What the exercise asks. Please arrange every line of the records below as a Markdown table with the columns "Row" and "Line," numbering the rows and leaving out blank lines.

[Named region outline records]
• • • • •
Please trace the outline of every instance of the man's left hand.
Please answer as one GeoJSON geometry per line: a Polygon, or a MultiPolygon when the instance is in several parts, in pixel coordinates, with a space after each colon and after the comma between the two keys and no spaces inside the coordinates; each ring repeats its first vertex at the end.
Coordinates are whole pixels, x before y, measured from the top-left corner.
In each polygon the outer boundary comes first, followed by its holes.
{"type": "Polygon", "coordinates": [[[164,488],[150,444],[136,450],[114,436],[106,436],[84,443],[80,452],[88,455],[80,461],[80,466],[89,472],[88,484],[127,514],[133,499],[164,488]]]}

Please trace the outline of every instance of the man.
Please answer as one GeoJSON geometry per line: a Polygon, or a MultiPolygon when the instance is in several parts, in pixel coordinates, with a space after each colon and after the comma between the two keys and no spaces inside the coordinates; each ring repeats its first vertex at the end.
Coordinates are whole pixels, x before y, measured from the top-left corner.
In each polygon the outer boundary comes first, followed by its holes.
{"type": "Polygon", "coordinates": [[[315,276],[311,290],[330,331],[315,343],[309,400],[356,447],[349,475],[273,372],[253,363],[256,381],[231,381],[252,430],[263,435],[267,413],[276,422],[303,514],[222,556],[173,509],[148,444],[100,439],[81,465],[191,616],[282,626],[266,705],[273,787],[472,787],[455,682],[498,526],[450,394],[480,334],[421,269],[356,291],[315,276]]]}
• • • • •
Solution below.
| Row | Line |
|---|---|
| 1 | Please trace the outline of every instance of the man's left hand. |
| 2 | Please answer as one GeoJSON geometry per line: a Polygon, or a MultiPolygon when the instance is in several parts, in pixel coordinates, with a space after each colon and after the comma between the two keys and no spaces inside the coordinates; each ring repeats its first vertex at the end. |
| 3 | Coordinates are whole pixels, x before y, measured from the top-left corner. |
| 4 | In each polygon the outer boundary comes first, followed by its holes. |
| 5 | {"type": "Polygon", "coordinates": [[[164,488],[150,444],[136,450],[114,436],[106,436],[84,443],[80,452],[88,455],[80,461],[80,466],[89,472],[88,484],[127,514],[133,499],[164,488]]]} |
| 6 | Please trace the outline of every instance of the man. |
| 7 | Please answer as one GeoJSON geometry per line: a Polygon, or a MultiPolygon when the instance is in several parts, in pixel coordinates, with a space after each colon and after the comma between the two keys and no spaces inside the coordinates; each ring repeats its first vertex at the end. |
| 8 | Coordinates are whole pixels, x before y, measured from the top-left corner. |
| 9 | In each polygon the outer boundary comes first, followed by its holes. |
| 10 | {"type": "Polygon", "coordinates": [[[315,276],[311,290],[330,331],[315,343],[309,400],[356,447],[349,475],[273,372],[253,363],[256,381],[231,381],[252,430],[263,435],[267,413],[276,422],[303,514],[222,556],[173,509],[148,444],[100,439],[81,465],[191,616],[282,626],[266,705],[273,787],[472,787],[455,682],[498,526],[450,394],[480,334],[421,269],[356,291],[315,276]]]} |